§ Objective
Could you print all the entries exactly?

#####

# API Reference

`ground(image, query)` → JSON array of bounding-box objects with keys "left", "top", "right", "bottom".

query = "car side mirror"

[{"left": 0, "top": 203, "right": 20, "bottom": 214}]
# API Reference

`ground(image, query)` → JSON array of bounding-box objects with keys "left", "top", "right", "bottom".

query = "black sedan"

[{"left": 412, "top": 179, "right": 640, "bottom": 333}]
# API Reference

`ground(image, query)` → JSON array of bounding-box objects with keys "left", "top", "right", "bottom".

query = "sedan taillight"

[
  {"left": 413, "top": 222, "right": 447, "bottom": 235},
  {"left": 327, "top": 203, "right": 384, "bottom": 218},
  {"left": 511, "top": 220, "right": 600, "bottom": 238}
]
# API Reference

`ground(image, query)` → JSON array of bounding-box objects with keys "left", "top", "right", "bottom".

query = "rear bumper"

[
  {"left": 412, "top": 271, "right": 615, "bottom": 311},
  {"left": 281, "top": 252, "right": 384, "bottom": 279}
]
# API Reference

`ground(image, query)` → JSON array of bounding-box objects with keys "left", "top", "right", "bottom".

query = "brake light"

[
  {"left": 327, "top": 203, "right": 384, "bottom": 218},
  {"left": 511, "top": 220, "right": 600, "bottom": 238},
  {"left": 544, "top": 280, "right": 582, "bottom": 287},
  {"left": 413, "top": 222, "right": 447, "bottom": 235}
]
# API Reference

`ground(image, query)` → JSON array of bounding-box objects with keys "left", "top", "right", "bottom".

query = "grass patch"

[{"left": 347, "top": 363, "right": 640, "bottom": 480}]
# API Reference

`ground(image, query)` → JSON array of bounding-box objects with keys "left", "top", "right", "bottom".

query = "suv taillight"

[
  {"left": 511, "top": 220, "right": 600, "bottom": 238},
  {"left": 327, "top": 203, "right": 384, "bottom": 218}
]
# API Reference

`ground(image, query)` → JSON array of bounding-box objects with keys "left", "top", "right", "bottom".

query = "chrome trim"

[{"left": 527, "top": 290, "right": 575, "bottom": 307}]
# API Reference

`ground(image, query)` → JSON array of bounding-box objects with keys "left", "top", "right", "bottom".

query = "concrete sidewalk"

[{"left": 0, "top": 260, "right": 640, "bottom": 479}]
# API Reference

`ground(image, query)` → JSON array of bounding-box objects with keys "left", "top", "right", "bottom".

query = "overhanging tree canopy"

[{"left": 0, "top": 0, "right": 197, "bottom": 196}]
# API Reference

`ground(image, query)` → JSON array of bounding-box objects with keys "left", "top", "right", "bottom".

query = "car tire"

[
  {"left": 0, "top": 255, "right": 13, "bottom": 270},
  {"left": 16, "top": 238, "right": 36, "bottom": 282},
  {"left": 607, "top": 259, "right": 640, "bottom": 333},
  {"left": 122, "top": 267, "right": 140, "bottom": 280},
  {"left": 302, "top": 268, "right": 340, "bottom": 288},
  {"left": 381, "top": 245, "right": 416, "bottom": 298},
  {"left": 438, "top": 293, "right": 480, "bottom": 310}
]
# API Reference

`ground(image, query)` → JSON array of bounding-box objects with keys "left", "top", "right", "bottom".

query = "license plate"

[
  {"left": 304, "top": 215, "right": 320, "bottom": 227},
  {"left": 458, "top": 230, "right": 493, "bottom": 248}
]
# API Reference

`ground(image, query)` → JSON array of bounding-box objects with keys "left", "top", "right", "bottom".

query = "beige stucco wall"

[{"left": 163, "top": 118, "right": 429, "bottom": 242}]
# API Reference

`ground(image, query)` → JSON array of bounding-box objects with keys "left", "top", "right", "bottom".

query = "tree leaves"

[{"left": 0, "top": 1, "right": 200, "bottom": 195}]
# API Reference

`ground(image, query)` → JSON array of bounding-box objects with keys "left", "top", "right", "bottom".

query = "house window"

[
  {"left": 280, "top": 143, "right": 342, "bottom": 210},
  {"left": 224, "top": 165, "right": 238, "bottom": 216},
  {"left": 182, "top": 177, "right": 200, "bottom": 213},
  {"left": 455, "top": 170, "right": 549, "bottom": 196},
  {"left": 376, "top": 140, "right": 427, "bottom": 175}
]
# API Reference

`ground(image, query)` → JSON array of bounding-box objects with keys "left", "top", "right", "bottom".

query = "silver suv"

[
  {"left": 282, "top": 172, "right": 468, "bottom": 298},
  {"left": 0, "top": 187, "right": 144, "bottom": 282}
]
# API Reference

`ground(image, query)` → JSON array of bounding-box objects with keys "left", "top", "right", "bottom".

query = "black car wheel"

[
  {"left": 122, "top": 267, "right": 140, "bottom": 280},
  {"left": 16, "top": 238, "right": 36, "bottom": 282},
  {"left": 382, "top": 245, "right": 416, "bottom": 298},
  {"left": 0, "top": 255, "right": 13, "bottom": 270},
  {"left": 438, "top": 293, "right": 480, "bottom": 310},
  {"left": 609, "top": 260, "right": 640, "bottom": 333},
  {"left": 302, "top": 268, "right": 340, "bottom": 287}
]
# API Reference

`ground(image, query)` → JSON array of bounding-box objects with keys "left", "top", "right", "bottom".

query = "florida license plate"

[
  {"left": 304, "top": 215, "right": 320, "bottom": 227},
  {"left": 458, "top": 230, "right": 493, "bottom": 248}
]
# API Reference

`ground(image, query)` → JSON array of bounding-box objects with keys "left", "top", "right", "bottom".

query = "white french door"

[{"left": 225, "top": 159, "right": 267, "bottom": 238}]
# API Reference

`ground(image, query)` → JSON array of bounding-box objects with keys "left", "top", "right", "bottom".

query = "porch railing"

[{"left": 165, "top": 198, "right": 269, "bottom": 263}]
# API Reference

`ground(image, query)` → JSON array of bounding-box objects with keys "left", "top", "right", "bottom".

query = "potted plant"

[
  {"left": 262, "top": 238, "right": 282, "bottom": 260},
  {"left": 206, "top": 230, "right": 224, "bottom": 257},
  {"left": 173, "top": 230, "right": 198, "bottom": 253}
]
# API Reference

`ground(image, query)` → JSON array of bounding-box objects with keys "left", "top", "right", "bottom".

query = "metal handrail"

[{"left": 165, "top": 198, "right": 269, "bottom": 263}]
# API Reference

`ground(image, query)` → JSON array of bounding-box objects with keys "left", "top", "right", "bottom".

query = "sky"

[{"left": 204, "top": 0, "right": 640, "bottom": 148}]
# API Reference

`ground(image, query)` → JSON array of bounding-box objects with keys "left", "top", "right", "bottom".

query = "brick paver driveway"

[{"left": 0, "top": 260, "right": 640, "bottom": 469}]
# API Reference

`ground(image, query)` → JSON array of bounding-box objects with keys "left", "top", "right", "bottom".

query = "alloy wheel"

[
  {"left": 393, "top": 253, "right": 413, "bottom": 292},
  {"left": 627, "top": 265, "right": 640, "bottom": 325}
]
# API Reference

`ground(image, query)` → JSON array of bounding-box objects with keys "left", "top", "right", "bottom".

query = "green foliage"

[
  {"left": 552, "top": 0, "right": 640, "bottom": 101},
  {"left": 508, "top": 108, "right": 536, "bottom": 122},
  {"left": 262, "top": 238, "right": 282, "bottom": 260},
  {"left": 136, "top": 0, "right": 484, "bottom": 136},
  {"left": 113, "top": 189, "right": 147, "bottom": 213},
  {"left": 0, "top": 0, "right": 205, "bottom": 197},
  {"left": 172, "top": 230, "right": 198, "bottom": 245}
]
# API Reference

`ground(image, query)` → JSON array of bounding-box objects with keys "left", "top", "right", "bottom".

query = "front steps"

#####

§ Correct output
# API Reference

`ground(image, query)` → JSON array of bounding-box objects with keys "left", "top", "right", "bottom".

query = "car side mirror"

[{"left": 0, "top": 203, "right": 20, "bottom": 214}]
# API Reference

`ground(image, query)` → JSON array of bounding-box objects with keys "left", "top", "right", "bottom".

query = "black sedan"

[{"left": 412, "top": 179, "right": 640, "bottom": 333}]
# API Reference

`ground(image, query)` → JSON array of bounding-box objects with keys "left", "top", "right", "bottom".

query = "sedan taillight"

[
  {"left": 413, "top": 222, "right": 447, "bottom": 235},
  {"left": 327, "top": 203, "right": 384, "bottom": 218},
  {"left": 511, "top": 220, "right": 600, "bottom": 238}
]
# API Reference

`ground(image, query)` → JSON array of bounding-box objects with keys "left", "top", "right", "bottom".

query = "rear bumper"

[
  {"left": 412, "top": 271, "right": 615, "bottom": 311},
  {"left": 281, "top": 252, "right": 384, "bottom": 279}
]
# API Reference

`ground(image, query)` → JSON array of bounding-box objects with keys "left", "top", "right", "bottom".

query = "brake light"

[
  {"left": 327, "top": 203, "right": 384, "bottom": 218},
  {"left": 511, "top": 220, "right": 600, "bottom": 238},
  {"left": 544, "top": 280, "right": 582, "bottom": 287},
  {"left": 413, "top": 222, "right": 447, "bottom": 235}
]
# API Reference

`ground(image, query)` → JSON array of bounding-box objects with keys "left", "top", "right", "bottom".

query = "grass patch"

[{"left": 347, "top": 363, "right": 640, "bottom": 480}]
# API Reference

`ground(image, query)` → JSON array of bounding-box objects with keys "left", "top", "right", "bottom".

query = "suv taillight"

[
  {"left": 511, "top": 220, "right": 600, "bottom": 238},
  {"left": 327, "top": 203, "right": 384, "bottom": 218}
]
# API Reference

`ground(image, query)` → JSON array of bounding-box objects with keys "left", "top", "right", "bottom".

query = "chrome trim"

[{"left": 527, "top": 290, "right": 575, "bottom": 307}]
# API Reference

`ground(image, query)` → JSON array of bounding-box objects with keys "left", "top", "right", "bottom".

query = "concrete sidewalk"

[{"left": 0, "top": 260, "right": 640, "bottom": 479}]
# API Reference

`ground(image, query)` → JSON array of bounding-box objects with keys "left", "top", "right", "bottom".

query = "overhanging tree canopy"

[{"left": 0, "top": 0, "right": 197, "bottom": 196}]
# API Reference

`ground(image, query)` → JSON array of bounding-box objects with keys "left", "top", "right", "bottom".

query = "car tire"

[
  {"left": 0, "top": 255, "right": 13, "bottom": 270},
  {"left": 16, "top": 238, "right": 36, "bottom": 282},
  {"left": 607, "top": 259, "right": 640, "bottom": 333},
  {"left": 122, "top": 267, "right": 140, "bottom": 280},
  {"left": 302, "top": 268, "right": 340, "bottom": 288},
  {"left": 381, "top": 245, "right": 416, "bottom": 298},
  {"left": 438, "top": 293, "right": 480, "bottom": 310}
]
# API Reference

`ground(image, query)` → JSON array of bounding-box objects with keys "left", "top", "right", "bottom".

query = "license plate"

[
  {"left": 304, "top": 215, "right": 320, "bottom": 227},
  {"left": 458, "top": 230, "right": 493, "bottom": 248}
]
# API Reference

`ground(image, query)` → JSON array of bounding-box objects with keys "left", "top", "right", "bottom".

query = "beige stucco wall"

[{"left": 163, "top": 118, "right": 429, "bottom": 242}]
# API Reference

`ground(image, query)` → JSON array of bounding-box objects with keys "left", "top", "right", "bottom".

query = "tree leaves"

[{"left": 0, "top": 1, "right": 200, "bottom": 195}]
# API Reference

`ground(image, query)` → JSON array of bounding-box objects with keys "left", "top", "right", "bottom".

query = "house window"

[
  {"left": 280, "top": 143, "right": 342, "bottom": 210},
  {"left": 224, "top": 165, "right": 238, "bottom": 216},
  {"left": 182, "top": 177, "right": 200, "bottom": 213},
  {"left": 455, "top": 170, "right": 549, "bottom": 196},
  {"left": 376, "top": 140, "right": 427, "bottom": 175}
]
# API Reference

`ground(image, query)` → JSON array of bounding-box objects with keys "left", "top", "right", "bottom".

query = "silver suv"

[
  {"left": 282, "top": 172, "right": 468, "bottom": 298},
  {"left": 0, "top": 187, "right": 144, "bottom": 282}
]
# API Reference

`ground(image, query)` → JSON array of bounding-box objects with keys "left", "top", "right", "bottom".

query = "black car wheel"

[
  {"left": 122, "top": 267, "right": 140, "bottom": 280},
  {"left": 16, "top": 238, "right": 36, "bottom": 282},
  {"left": 382, "top": 245, "right": 416, "bottom": 298},
  {"left": 0, "top": 255, "right": 13, "bottom": 270},
  {"left": 438, "top": 293, "right": 480, "bottom": 310},
  {"left": 609, "top": 260, "right": 640, "bottom": 333},
  {"left": 302, "top": 268, "right": 340, "bottom": 287}
]
# API Reference

`ground(image, query)` → JSON array of bounding-box objects with keys "left", "top", "right", "bottom".

query = "florida license plate"

[
  {"left": 304, "top": 215, "right": 320, "bottom": 227},
  {"left": 458, "top": 230, "right": 493, "bottom": 248}
]
# API Reference

`ground(image, query)` → JSON array of bounding-box objects with keys "left", "top", "right", "bottom".

query = "white french door"

[{"left": 225, "top": 159, "right": 267, "bottom": 238}]
# API Reference

`ground(image, query)` → JSON array of bounding-box objects with keys "left", "top", "right", "bottom".

query = "porch railing"

[{"left": 165, "top": 198, "right": 269, "bottom": 263}]
# API Reference

`ground(image, query)` → JSON array of bounding-box objects with keys "left", "top", "right", "bottom".

query = "potted plant"

[
  {"left": 262, "top": 238, "right": 282, "bottom": 260},
  {"left": 206, "top": 230, "right": 224, "bottom": 257},
  {"left": 173, "top": 230, "right": 198, "bottom": 253}
]
# API Reference

`ground(image, query)` → JSON array of bounding-box objects with keys "left", "top", "right", "bottom".

query = "metal handrail"

[{"left": 165, "top": 198, "right": 269, "bottom": 263}]
# API Reference

`ground(image, query)` → JSON array of bounding-box objects with keys "left", "top", "right", "bottom".

query = "sky"

[{"left": 204, "top": 0, "right": 640, "bottom": 148}]
# API Reference

`ground(image, query)` → JSON array of bounding-box objects with keys "left", "top", "right", "bottom".

query = "brick paver driveway"

[{"left": 0, "top": 260, "right": 640, "bottom": 469}]
# API Reference

`ground(image, query)` → JSON array of bounding-box objects with keys "left", "top", "right", "bottom".

query = "alloy wheel"

[
  {"left": 393, "top": 253, "right": 413, "bottom": 292},
  {"left": 627, "top": 265, "right": 640, "bottom": 325}
]
# API Reference

`ground(image, query)` → JSON array of bounding-box objects with keys "left", "top", "right", "bottom".

query = "green foliage"

[
  {"left": 552, "top": 0, "right": 640, "bottom": 101},
  {"left": 508, "top": 108, "right": 536, "bottom": 122},
  {"left": 262, "top": 238, "right": 282, "bottom": 260},
  {"left": 136, "top": 0, "right": 484, "bottom": 136},
  {"left": 113, "top": 189, "right": 147, "bottom": 213},
  {"left": 0, "top": 0, "right": 205, "bottom": 197},
  {"left": 172, "top": 230, "right": 198, "bottom": 245}
]
# API Reference

`ground(image, query)` → JSON array of bounding-box objects with keys "left", "top", "right", "bottom".

query = "front steps"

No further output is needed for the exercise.